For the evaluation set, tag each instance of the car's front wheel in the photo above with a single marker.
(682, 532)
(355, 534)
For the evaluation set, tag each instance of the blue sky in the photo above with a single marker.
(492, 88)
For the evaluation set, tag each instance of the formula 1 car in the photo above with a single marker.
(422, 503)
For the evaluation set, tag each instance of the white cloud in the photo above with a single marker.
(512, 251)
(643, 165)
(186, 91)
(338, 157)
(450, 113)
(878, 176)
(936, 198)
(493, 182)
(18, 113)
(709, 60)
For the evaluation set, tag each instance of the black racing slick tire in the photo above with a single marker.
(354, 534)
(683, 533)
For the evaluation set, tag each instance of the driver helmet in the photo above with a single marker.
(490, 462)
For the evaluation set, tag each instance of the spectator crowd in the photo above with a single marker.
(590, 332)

☆ ☆ ☆ ☆ ☆ ☆ ☆

§ **ĆWICZENIE**: Przenieś wszystkie powyższe pozycje do listy JSON złożonej z ciągów znaków, po jednym ciągu na każdy wiersz. Puste wiersze pomiń.

§ **ROZWIĄZANIE**:
[
  "For the evaluation set, tag each instance of the car's front wheel in the photo above with a single marker.",
  "(682, 532)",
  "(355, 534)",
  "For the evaluation set, tag each instance of the blue sky in the photo above with a single marker.",
  "(492, 88)",
  "For the evaluation set, tag each instance of the formula 1 car in the photo above with a single marker.",
  "(422, 503)",
  "For the evaluation set, tag each instance of the white cloud in the photo above with a single marker.",
  "(512, 251)",
  "(643, 165)",
  "(186, 91)",
  "(338, 157)",
  "(450, 113)",
  "(878, 176)",
  "(936, 198)",
  "(493, 182)",
  "(18, 113)",
  "(709, 60)",
  "For the evaluation set, tag each instance of the black racing slick tire in the photo above with a single marker.",
  "(354, 534)",
  "(683, 533)",
  "For the evaluation set, tag each instance of the driver helmet in the photo above with a single marker.",
  "(490, 462)",
  "For the evaluation set, tag each instance of the spectator crowd in the photo above with a single marker.",
  "(590, 332)"
]